Saved entries:
※

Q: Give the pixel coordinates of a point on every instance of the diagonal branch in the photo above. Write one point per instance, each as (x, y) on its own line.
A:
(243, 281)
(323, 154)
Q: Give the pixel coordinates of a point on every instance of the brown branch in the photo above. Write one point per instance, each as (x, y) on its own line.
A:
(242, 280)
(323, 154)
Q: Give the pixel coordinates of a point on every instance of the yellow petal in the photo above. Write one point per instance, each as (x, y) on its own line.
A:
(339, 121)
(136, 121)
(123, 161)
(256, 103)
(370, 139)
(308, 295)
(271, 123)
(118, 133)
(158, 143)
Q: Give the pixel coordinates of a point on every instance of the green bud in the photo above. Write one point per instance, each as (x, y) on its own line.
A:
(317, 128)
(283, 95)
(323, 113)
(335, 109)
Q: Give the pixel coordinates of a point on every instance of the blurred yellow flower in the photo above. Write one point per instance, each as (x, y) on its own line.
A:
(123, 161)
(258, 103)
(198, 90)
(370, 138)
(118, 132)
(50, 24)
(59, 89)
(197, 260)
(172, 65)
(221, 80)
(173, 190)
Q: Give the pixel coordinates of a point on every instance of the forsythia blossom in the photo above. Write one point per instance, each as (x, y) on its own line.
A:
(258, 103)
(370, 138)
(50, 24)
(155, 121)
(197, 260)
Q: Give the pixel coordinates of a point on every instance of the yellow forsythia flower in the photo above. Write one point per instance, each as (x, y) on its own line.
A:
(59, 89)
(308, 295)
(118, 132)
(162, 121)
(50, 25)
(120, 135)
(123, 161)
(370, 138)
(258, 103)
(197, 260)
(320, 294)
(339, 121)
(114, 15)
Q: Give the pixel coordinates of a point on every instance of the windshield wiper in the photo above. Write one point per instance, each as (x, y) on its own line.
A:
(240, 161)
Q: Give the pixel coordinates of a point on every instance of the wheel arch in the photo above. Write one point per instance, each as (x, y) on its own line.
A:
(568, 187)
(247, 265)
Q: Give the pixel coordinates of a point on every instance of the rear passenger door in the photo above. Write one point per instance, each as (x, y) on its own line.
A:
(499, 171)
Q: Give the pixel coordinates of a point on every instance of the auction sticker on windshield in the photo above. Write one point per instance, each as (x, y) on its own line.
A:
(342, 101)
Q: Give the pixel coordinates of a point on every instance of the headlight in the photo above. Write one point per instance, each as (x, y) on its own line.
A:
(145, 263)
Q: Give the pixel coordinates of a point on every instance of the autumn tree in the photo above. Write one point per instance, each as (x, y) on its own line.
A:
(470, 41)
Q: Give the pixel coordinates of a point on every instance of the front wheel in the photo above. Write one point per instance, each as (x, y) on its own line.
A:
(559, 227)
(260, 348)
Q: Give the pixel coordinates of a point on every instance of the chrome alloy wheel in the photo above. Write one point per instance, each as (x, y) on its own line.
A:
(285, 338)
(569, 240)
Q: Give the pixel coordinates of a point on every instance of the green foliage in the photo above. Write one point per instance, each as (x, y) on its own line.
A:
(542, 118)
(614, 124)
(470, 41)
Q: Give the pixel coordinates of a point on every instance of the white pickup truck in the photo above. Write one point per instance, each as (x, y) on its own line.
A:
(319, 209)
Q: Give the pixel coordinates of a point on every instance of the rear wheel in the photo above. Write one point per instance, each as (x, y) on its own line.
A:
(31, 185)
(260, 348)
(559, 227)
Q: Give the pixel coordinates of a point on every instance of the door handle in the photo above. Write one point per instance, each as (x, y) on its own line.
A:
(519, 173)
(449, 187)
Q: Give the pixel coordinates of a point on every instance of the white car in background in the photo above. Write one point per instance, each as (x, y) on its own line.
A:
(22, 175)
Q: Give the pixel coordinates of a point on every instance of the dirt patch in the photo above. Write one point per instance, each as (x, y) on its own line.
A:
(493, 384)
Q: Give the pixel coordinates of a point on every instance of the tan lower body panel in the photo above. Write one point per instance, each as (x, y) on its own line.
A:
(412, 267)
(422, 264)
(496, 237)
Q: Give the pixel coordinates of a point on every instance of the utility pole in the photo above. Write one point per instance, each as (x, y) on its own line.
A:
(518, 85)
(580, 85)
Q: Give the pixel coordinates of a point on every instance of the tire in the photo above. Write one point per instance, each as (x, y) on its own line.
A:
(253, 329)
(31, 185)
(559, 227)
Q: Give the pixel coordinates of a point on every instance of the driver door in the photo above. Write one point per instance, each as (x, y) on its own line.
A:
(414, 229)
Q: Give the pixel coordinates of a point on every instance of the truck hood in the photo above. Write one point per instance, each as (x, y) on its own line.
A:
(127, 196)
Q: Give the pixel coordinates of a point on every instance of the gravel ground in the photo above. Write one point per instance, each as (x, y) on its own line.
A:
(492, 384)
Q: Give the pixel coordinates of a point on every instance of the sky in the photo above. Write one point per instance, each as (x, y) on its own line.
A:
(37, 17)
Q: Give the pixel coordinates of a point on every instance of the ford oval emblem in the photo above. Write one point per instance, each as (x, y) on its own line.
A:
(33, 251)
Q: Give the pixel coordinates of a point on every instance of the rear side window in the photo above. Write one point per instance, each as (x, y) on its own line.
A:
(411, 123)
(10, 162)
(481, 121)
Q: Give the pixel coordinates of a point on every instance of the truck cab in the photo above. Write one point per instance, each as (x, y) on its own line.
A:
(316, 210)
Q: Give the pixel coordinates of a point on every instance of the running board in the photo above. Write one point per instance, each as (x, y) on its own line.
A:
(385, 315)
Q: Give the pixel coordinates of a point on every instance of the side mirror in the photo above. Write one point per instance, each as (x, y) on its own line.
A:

※

_TASK REQUIREMENTS_
Search the entries for the string "branch" and collect each line that has it.

_RESPONSE_
Q: Give the pixel coordinates of a point on every instance of the diagonal branch in the photo above. Write one point per instance, each as (x, y) on its own line.
Q: Give the pixel coordinates of a point on every instance of the brown branch in the photo above. Write one point per instance, each as (x, y) on its own line.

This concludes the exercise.